*EXERCISE PROMPT*: Output each entry that follows exactly. Images stay out.

*DATASET EXTRACT*:
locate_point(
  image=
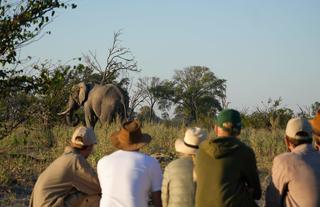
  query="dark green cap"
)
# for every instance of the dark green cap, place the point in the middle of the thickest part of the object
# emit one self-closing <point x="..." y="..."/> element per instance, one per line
<point x="229" y="120"/>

*WRITTEN SOLUTION*:
locate_point(
  image=
  query="dark green cap"
)
# for every instance of the dark green cap, place the point in the middle of the thickest part of the object
# emit one self-closing <point x="..." y="..."/> element per instance, one per line
<point x="229" y="120"/>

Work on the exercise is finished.